**Prompt**:
Please report every line of the data below that contains the string "maned", matching case exactly.
>> start Information given
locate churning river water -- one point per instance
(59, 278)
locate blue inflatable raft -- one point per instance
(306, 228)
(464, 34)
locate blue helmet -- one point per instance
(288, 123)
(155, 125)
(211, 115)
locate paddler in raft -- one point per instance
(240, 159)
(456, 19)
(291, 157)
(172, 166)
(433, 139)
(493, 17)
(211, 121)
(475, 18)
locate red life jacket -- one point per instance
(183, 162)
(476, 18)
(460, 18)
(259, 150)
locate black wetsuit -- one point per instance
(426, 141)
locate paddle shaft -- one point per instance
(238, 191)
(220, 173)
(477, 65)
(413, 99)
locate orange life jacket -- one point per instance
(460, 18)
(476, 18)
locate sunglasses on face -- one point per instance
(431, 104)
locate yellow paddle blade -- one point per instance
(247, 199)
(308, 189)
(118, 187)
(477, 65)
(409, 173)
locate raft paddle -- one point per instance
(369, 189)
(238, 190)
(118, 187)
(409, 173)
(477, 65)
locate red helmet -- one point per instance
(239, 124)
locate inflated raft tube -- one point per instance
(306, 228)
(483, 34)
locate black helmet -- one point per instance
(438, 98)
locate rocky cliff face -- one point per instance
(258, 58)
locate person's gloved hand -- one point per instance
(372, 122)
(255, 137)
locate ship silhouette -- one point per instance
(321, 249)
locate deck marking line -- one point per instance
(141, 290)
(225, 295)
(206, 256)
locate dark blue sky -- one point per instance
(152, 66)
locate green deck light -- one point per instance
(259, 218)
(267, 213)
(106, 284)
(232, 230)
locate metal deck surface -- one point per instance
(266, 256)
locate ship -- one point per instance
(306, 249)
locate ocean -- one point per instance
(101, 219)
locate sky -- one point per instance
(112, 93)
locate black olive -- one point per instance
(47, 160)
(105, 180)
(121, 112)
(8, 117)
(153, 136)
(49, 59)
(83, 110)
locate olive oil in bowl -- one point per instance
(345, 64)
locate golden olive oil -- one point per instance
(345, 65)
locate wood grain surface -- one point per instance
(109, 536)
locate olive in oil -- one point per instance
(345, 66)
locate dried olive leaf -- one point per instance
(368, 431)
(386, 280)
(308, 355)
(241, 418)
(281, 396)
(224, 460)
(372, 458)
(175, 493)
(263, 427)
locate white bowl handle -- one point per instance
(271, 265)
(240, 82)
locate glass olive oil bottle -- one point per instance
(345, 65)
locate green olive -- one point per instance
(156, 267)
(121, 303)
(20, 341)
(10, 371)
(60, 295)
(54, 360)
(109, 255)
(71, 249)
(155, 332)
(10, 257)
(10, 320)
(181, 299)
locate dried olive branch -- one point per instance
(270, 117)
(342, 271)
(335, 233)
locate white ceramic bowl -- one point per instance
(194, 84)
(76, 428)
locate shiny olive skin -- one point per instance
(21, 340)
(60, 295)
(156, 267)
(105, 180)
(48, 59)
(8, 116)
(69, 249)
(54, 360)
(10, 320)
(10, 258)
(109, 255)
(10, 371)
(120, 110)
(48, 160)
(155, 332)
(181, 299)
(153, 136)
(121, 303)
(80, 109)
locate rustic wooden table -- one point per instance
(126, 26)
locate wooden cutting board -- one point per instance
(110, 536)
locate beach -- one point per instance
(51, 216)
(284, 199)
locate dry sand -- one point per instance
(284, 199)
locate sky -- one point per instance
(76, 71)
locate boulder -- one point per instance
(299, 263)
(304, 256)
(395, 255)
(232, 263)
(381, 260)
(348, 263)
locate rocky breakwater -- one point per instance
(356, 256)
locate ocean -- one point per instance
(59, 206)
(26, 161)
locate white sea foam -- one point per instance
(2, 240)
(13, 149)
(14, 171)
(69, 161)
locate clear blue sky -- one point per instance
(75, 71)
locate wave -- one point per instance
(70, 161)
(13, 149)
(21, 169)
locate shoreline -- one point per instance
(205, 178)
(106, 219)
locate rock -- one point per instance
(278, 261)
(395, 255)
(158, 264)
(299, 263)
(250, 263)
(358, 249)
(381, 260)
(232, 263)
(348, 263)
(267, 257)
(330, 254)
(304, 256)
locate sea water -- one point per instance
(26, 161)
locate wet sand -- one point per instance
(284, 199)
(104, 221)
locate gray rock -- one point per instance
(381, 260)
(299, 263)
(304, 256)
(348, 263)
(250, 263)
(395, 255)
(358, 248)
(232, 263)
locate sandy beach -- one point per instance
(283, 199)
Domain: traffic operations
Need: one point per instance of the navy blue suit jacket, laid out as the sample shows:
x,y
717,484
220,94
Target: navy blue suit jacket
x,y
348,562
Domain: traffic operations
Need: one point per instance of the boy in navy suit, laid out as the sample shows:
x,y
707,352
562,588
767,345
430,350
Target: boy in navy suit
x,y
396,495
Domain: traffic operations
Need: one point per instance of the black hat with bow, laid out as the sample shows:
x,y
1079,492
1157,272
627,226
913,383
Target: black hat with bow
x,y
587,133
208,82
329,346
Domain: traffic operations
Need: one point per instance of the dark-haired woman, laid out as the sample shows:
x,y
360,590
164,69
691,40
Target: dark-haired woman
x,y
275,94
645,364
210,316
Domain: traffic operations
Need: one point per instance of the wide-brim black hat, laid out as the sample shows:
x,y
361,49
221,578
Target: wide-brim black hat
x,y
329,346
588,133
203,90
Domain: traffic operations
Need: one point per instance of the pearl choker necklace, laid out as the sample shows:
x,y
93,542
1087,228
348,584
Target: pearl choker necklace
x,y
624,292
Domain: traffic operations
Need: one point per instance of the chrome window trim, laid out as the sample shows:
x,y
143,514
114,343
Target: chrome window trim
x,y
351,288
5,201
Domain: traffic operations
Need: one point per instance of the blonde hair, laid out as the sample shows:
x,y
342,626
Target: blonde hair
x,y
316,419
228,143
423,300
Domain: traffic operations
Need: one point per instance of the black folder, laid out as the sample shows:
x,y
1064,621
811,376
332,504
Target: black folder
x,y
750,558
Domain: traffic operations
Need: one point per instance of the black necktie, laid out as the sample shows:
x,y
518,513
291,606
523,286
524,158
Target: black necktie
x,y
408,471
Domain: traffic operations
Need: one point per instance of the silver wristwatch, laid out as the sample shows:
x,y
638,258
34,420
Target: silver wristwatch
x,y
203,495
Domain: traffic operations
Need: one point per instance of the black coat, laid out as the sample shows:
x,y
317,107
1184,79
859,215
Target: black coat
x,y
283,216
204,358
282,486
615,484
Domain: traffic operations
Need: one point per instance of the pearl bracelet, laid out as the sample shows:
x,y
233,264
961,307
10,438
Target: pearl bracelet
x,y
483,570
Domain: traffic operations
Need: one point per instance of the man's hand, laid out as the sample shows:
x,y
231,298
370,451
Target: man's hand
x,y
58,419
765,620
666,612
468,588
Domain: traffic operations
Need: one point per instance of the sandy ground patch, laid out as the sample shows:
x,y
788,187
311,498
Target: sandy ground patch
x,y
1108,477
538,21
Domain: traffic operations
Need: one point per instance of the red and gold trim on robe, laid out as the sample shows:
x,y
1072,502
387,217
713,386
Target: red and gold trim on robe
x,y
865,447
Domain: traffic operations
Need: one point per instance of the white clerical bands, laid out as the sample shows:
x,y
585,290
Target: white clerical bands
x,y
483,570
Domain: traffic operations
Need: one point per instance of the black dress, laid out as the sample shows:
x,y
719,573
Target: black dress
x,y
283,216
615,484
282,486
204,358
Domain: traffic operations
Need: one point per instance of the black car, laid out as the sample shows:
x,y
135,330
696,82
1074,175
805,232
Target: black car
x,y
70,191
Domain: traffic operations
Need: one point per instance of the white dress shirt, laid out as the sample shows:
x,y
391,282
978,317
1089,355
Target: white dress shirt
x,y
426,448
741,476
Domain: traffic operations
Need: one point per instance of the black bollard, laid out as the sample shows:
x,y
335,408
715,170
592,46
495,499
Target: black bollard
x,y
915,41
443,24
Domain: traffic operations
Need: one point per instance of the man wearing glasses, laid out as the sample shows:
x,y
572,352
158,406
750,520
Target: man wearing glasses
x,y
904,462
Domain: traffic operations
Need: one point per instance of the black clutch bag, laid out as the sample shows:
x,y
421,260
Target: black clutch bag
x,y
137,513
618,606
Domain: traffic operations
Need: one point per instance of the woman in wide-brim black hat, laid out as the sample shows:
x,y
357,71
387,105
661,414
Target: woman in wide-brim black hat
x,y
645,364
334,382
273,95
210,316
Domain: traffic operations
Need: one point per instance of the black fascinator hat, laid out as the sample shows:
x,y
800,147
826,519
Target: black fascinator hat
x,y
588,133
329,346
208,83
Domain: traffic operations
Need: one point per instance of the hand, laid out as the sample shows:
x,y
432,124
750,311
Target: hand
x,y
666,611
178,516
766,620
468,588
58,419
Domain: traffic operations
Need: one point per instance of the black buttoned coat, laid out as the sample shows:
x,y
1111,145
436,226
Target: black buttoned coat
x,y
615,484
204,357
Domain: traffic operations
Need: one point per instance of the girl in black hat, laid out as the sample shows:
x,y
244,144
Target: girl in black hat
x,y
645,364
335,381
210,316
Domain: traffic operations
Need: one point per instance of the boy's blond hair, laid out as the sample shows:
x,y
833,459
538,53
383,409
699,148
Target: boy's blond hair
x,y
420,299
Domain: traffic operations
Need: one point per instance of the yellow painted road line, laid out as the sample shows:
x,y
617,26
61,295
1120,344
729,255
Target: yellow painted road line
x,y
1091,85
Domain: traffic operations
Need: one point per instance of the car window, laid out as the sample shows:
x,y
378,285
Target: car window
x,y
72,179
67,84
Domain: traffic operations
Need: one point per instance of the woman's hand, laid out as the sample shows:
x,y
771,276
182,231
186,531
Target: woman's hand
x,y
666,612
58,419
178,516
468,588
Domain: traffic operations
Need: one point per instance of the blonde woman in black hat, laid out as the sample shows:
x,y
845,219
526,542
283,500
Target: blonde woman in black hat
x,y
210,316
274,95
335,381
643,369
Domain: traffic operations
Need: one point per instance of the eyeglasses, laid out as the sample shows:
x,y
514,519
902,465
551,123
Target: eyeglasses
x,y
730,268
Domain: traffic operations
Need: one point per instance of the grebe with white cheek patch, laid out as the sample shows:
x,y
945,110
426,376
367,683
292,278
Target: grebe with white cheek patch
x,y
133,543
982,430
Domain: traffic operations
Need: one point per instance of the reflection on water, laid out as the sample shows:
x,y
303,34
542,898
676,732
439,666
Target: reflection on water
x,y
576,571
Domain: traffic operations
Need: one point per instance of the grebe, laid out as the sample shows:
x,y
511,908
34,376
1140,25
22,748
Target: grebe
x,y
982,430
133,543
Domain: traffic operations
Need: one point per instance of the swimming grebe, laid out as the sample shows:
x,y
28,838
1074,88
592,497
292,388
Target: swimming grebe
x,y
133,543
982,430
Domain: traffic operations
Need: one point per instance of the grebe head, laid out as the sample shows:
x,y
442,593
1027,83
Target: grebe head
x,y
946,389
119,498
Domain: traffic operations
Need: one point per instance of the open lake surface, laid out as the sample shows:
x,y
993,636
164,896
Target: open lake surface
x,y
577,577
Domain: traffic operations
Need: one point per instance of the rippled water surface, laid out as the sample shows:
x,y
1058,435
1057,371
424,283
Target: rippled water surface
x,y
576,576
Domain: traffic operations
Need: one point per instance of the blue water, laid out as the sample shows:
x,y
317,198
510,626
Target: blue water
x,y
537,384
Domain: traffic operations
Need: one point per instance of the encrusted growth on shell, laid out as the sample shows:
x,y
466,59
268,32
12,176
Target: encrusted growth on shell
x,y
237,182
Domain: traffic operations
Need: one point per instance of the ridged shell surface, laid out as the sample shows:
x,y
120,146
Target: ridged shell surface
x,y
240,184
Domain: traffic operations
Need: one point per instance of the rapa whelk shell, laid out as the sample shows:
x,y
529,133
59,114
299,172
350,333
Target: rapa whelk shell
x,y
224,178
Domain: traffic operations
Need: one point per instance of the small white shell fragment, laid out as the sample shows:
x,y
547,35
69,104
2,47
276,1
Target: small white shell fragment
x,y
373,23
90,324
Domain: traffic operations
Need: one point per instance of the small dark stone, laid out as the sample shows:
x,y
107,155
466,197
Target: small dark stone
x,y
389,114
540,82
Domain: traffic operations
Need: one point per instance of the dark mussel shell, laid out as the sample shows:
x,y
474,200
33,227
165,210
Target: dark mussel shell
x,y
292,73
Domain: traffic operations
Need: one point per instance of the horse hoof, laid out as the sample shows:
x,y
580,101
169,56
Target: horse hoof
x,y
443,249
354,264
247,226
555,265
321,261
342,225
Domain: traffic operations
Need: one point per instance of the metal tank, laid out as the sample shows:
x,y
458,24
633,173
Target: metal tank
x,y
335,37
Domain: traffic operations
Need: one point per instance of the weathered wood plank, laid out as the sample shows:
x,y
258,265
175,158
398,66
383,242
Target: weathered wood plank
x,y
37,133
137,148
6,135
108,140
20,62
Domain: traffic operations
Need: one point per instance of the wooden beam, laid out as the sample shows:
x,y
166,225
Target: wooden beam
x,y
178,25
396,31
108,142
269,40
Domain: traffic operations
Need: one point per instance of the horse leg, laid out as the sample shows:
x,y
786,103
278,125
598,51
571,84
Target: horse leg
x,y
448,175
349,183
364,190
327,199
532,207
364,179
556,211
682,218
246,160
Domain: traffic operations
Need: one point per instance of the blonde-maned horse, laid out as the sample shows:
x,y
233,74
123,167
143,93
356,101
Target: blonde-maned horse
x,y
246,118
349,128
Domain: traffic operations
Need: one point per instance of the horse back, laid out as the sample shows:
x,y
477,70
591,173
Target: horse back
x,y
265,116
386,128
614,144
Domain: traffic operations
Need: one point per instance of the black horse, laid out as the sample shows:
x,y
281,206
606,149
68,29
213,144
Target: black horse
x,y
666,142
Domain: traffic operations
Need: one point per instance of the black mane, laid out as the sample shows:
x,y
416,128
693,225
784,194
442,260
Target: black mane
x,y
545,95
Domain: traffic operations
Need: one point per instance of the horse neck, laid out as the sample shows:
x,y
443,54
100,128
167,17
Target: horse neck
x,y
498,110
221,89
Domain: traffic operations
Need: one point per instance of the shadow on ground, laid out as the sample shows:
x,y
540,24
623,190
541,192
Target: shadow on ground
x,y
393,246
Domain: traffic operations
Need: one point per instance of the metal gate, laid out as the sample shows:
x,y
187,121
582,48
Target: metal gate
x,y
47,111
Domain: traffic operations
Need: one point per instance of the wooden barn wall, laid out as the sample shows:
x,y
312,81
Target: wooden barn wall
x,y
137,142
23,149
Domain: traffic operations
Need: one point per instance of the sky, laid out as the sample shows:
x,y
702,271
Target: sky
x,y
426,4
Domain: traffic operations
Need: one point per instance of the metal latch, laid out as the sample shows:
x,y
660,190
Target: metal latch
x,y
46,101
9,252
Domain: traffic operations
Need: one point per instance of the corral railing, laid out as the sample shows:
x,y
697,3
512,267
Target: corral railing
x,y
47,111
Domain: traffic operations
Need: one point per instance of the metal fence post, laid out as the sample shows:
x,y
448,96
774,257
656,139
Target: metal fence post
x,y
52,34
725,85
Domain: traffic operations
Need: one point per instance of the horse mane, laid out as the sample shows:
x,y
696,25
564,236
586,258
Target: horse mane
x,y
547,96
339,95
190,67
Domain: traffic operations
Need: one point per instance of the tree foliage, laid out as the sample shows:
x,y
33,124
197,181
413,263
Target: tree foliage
>> end Information given
**Finished exercise**:
Need: one point per instance of the blonde-maned horse, laid out as the sample shows:
Target: blonde-maned horse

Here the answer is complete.